__SHORT EXERCISE__. Extract the text of every item below verbatim, leaving the pictures out of your answer.

────

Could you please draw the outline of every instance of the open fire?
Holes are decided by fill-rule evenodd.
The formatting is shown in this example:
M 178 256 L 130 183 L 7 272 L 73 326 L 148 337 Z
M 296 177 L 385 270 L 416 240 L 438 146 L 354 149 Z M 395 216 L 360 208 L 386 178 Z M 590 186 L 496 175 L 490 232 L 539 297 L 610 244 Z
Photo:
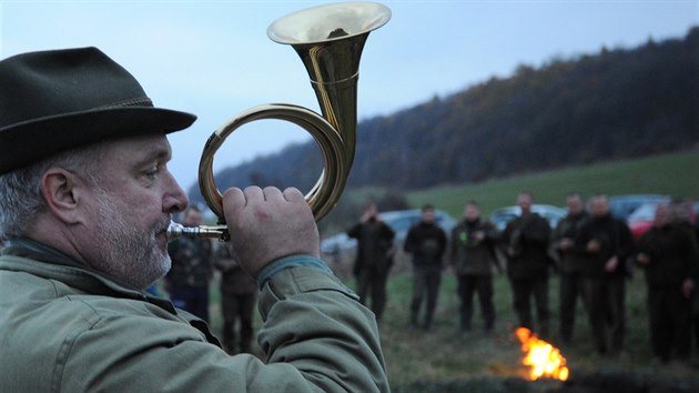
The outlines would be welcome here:
M 524 352 L 521 363 L 529 366 L 531 381 L 543 377 L 559 381 L 568 379 L 569 370 L 566 366 L 566 357 L 560 354 L 557 347 L 539 339 L 527 328 L 517 328 L 515 334 L 519 339 Z

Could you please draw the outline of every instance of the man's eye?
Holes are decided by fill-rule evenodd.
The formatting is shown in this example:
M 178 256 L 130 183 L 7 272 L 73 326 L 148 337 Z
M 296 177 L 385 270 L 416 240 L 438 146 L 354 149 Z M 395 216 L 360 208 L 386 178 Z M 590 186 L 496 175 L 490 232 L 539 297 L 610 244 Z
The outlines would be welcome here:
M 145 175 L 150 179 L 154 179 L 155 175 L 158 175 L 158 172 L 159 172 L 158 168 L 152 168 L 145 172 Z

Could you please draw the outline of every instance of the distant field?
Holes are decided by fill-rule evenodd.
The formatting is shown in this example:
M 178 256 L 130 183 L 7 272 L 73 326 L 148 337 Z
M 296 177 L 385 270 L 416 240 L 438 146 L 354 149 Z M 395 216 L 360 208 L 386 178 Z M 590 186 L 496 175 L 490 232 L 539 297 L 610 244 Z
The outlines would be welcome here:
M 530 190 L 537 202 L 560 205 L 565 195 L 576 190 L 586 195 L 592 193 L 663 193 L 673 196 L 699 199 L 699 150 L 665 154 L 639 160 L 625 160 L 585 168 L 537 173 L 488 181 L 475 185 L 440 187 L 427 191 L 411 192 L 407 198 L 412 205 L 434 203 L 454 216 L 460 216 L 463 204 L 470 199 L 478 200 L 484 213 L 513 204 L 520 190 Z M 367 192 L 366 190 L 359 191 Z M 353 198 L 357 198 L 354 194 Z M 359 196 L 361 198 L 361 196 Z M 354 282 L 351 271 L 352 258 L 328 260 L 348 285 Z M 398 265 L 398 263 L 397 263 Z M 524 387 L 517 385 L 525 369 L 519 364 L 520 350 L 515 339 L 517 323 L 511 306 L 511 291 L 505 275 L 495 278 L 495 304 L 497 312 L 496 331 L 487 335 L 482 331 L 480 310 L 475 306 L 475 330 L 465 334 L 458 331 L 458 299 L 456 279 L 444 275 L 435 315 L 434 332 L 408 331 L 408 306 L 412 293 L 409 269 L 394 269 L 388 282 L 388 302 L 381 324 L 382 344 L 387 372 L 395 392 L 543 392 L 558 387 L 560 383 L 537 382 Z M 551 276 L 550 288 L 551 336 L 555 345 L 558 340 L 558 278 Z M 220 333 L 221 316 L 217 299 L 217 283 L 212 283 L 212 328 Z M 658 364 L 651 359 L 648 339 L 646 311 L 646 285 L 642 272 L 637 271 L 627 282 L 627 340 L 626 350 L 618 356 L 600 356 L 592 345 L 591 334 L 582 306 L 578 306 L 575 341 L 561 347 L 568 359 L 573 375 L 594 372 L 620 372 L 640 379 L 665 377 L 687 383 L 697 382 L 699 354 L 687 363 L 672 362 Z M 260 328 L 259 318 L 255 321 Z M 696 347 L 699 350 L 699 346 Z M 255 347 L 261 357 L 262 352 Z M 513 382 L 515 379 L 515 382 Z M 484 382 L 479 382 L 479 381 Z M 476 381 L 473 389 L 449 389 L 448 384 Z M 503 382 L 504 381 L 504 382 Z M 463 383 L 466 383 L 463 382 Z M 514 383 L 511 389 L 508 383 Z M 490 385 L 500 386 L 492 389 Z M 515 389 L 519 386 L 519 389 Z M 679 392 L 679 391 L 678 391 Z M 685 391 L 682 391 L 685 392 Z
M 454 216 L 460 216 L 468 200 L 477 200 L 484 214 L 514 204 L 517 192 L 531 191 L 536 203 L 563 205 L 566 194 L 585 195 L 661 193 L 676 198 L 699 199 L 699 149 L 570 168 L 530 175 L 492 180 L 472 185 L 445 185 L 407 194 L 411 205 L 433 203 Z

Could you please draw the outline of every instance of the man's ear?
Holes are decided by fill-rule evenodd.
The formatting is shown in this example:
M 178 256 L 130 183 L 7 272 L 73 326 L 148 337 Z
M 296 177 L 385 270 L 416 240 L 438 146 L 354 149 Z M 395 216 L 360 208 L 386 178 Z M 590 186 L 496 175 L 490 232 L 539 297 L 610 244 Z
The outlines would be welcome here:
M 50 168 L 41 179 L 41 193 L 49 210 L 65 224 L 83 222 L 85 182 L 62 168 Z

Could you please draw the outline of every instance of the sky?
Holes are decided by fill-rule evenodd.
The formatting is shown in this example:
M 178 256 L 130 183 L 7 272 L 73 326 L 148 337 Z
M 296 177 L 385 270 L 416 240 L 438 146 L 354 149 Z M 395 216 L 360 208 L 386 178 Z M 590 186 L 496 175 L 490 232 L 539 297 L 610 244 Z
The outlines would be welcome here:
M 369 34 L 362 54 L 359 121 L 507 78 L 520 64 L 541 67 L 602 47 L 681 38 L 699 24 L 699 0 L 379 2 L 392 19 Z M 189 189 L 206 139 L 237 113 L 273 102 L 320 111 L 301 60 L 291 47 L 271 41 L 266 29 L 282 16 L 325 3 L 0 0 L 0 59 L 100 48 L 141 82 L 156 107 L 199 117 L 192 128 L 170 135 L 169 168 Z M 256 121 L 229 137 L 214 171 L 310 140 L 295 125 Z

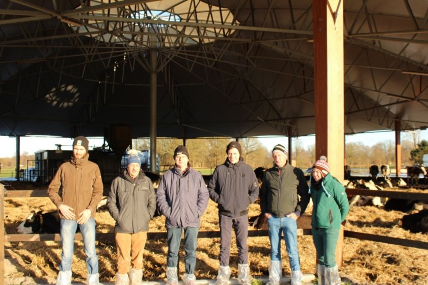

────

__ANSWER FOR THE TASK__.
Could you please draw the outline of every instance of the open fire?
Holes are decided by fill-rule evenodd.
The formatting is shown in this example:
M 178 256 L 130 183 L 7 272 L 73 326 L 148 337 Z
M 296 177 L 385 270 L 416 240 L 438 146 L 354 149 Z M 395 216 L 360 208 L 386 178 Z M 590 186 L 496 175 L 490 232 L 539 297 L 610 244 Z
Photo:
The outlines would be welcome here:
M 524 352 L 521 363 L 529 366 L 531 381 L 543 377 L 559 381 L 568 379 L 569 370 L 566 366 L 566 357 L 560 354 L 557 347 L 539 339 L 527 328 L 517 328 L 515 334 L 519 339 Z

Could you please draw the outline of every instance of the man's eye?
Holes are decided by fill-rule evenodd.
The formatting is shown in this example:
M 178 256 L 130 183 L 7 272 L 73 326 L 148 337 Z
M 296 177 L 385 270 L 416 240 L 438 146 L 354 149 Z M 395 216 L 360 208 L 386 178 Z M 590 186 L 496 175 L 490 232 L 539 297 L 610 244 Z
The outlines would be welcome here:
M 145 175 L 150 179 L 154 179 L 155 175 L 158 175 L 158 172 L 159 172 L 158 168 L 152 168 L 145 172 Z

Could you please draw the outline of every instance of the distant field?
Holes are decided by fill-rule evenodd.
The formatting is shown in this example:
M 178 256 L 130 183 L 7 272 L 73 326 L 148 337 Z
M 296 177 L 385 270 L 416 240 L 438 146 L 354 149 Z M 395 216 L 360 208 L 386 178 Z M 590 186 L 496 175 L 490 232 L 539 297 L 610 244 Z
The outlines would be welcome here:
M 530 190 L 537 202 L 560 205 L 565 195 L 576 190 L 586 195 L 592 193 L 663 193 L 673 196 L 699 199 L 699 150 L 665 154 L 639 160 L 625 160 L 585 168 L 537 173 L 488 181 L 475 185 L 440 187 L 427 191 L 411 192 L 407 198 L 412 205 L 434 203 L 454 216 L 460 216 L 463 204 L 470 199 L 478 200 L 484 213 L 513 204 L 520 190 Z M 367 192 L 366 190 L 359 191 Z M 353 198 L 357 198 L 354 194 Z M 359 196 L 361 198 L 361 196 Z M 354 282 L 351 271 L 352 258 L 328 260 L 348 285 Z M 398 265 L 398 263 L 397 263 Z M 524 387 L 517 385 L 525 369 L 519 364 L 520 350 L 515 339 L 517 323 L 511 306 L 511 291 L 505 275 L 495 278 L 495 304 L 497 312 L 496 331 L 487 335 L 482 331 L 480 310 L 475 306 L 475 330 L 465 334 L 458 331 L 458 299 L 456 279 L 444 275 L 435 315 L 434 332 L 408 331 L 408 306 L 412 293 L 409 269 L 394 269 L 388 282 L 388 302 L 381 324 L 382 344 L 387 372 L 395 392 L 543 392 L 558 387 L 560 383 L 537 382 Z M 551 276 L 550 288 L 551 336 L 555 345 L 558 340 L 558 278 Z M 220 333 L 221 316 L 217 299 L 217 283 L 212 283 L 212 328 Z M 658 364 L 651 359 L 648 339 L 646 311 L 646 285 L 642 272 L 637 271 L 627 282 L 627 340 L 626 350 L 618 356 L 600 356 L 592 345 L 591 334 L 582 306 L 578 306 L 575 341 L 561 347 L 568 359 L 573 375 L 594 372 L 620 372 L 640 379 L 665 377 L 687 383 L 697 382 L 699 354 L 687 363 L 672 362 Z M 260 328 L 259 318 L 255 321 Z M 696 347 L 699 350 L 699 346 Z M 255 347 L 261 357 L 262 352 Z M 513 382 L 515 379 L 515 382 Z M 484 382 L 479 382 L 479 381 Z M 476 381 L 473 389 L 449 389 L 448 384 Z M 503 382 L 504 381 L 504 382 Z M 463 383 L 466 383 L 463 382 Z M 514 383 L 511 389 L 508 383 Z M 490 385 L 500 386 L 492 389 Z M 515 389 L 519 386 L 519 389 Z M 679 392 L 679 391 L 678 391 Z M 685 391 L 682 391 L 685 392 Z
M 454 216 L 460 216 L 468 200 L 477 200 L 484 214 L 514 204 L 517 192 L 531 191 L 536 203 L 563 205 L 566 194 L 585 195 L 661 193 L 676 198 L 699 199 L 699 149 L 570 168 L 530 175 L 492 180 L 472 185 L 445 185 L 407 194 L 411 205 L 433 203 Z

Could you please draw the outline of every instance of the man's ear?
Holes are decided by fill-rule evenodd.
The formatting is shown in this example:
M 178 256 L 130 183 L 7 272 L 73 326 L 148 337 Z
M 296 177 L 385 270 L 416 240 L 438 146 L 354 149 Z M 395 216 L 360 208 L 386 178 Z M 590 186 L 496 175 L 490 232 L 539 297 L 610 244 Z
The outlines would be welcome here:
M 50 168 L 41 179 L 41 193 L 49 210 L 65 224 L 83 222 L 85 182 L 62 168 Z

Could you please draw the outline of every instance of the sky?
Holes are decided by fill-rule evenodd.
The formatting is shown in this example:
M 178 256 L 130 183 L 7 272 L 73 326 L 148 337 Z
M 296 177 L 385 270 L 416 240 L 438 146 L 354 149 Z M 395 216 L 360 208 L 386 178 Z M 590 186 L 496 175 L 490 232 L 539 297 L 610 244 Z
The outlines would be welcome here:
M 369 34 L 362 54 L 359 121 L 507 78 L 520 64 L 541 67 L 602 47 L 681 38 L 699 24 L 699 0 L 379 2 L 392 19 Z M 189 189 L 206 139 L 237 113 L 273 102 L 320 111 L 301 60 L 291 47 L 271 41 L 266 29 L 282 16 L 325 3 L 0 0 L 0 59 L 100 48 L 141 82 L 156 107 L 199 117 L 192 128 L 170 135 L 169 168 Z M 256 121 L 229 137 L 214 171 L 310 140 L 295 125 Z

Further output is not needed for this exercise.